__Stated exercise__: Could you write out the material again, starting at the line containing "If you could tag the white" and ending with the last line, adding 46 to every coordinate and copying the remaining wording unchanged?

__Provided data__:
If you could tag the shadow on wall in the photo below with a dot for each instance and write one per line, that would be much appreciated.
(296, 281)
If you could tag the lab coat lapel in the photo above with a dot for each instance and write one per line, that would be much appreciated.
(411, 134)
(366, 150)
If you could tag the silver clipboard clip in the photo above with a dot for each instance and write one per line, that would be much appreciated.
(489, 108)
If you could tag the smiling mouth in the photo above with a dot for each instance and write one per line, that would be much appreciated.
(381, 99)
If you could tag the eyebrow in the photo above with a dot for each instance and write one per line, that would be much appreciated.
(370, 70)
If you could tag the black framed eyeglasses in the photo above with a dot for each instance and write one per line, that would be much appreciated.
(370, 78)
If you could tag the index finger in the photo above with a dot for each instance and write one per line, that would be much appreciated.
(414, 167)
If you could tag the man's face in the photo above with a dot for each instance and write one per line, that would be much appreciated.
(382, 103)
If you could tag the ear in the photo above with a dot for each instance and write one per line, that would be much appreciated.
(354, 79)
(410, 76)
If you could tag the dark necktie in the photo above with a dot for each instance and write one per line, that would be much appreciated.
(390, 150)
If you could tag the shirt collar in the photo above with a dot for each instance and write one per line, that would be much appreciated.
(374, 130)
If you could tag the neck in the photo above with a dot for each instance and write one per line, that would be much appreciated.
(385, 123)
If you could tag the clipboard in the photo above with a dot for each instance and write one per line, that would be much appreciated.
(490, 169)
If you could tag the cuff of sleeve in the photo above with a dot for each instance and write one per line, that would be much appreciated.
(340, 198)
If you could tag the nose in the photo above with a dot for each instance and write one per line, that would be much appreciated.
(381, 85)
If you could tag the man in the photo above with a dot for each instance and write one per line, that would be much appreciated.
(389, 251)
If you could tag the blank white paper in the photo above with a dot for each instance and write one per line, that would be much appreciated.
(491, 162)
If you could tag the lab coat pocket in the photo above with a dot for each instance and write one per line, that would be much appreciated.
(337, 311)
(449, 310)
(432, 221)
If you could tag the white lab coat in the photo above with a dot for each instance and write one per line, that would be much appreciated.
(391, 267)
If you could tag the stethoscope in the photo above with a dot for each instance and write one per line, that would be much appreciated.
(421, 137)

__Solution__:
If you could tag the white lab coat in the photo above with a dot for each instance and write one per line, that would be much appreciated.
(437, 313)
If you could tag the stethoscope in the photo above with a dot for each instance and write one per line, that would be much appreciated.
(467, 183)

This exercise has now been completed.